DATA SECTION:

╭──

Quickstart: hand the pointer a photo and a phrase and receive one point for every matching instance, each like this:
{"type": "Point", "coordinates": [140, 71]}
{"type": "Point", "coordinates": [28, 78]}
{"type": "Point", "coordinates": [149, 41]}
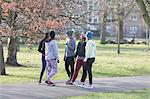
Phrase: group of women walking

╰──

REQUIREMENT: Reproduce the entries above verbatim, omitting the picture.

IN RESPONSE:
Quickstart: hand the pointer a photo and a phrase and receive one point for every matching instance, each like this:
{"type": "Point", "coordinates": [140, 71]}
{"type": "Point", "coordinates": [28, 78]}
{"type": "Point", "coordinates": [149, 41]}
Phrase: group of women walking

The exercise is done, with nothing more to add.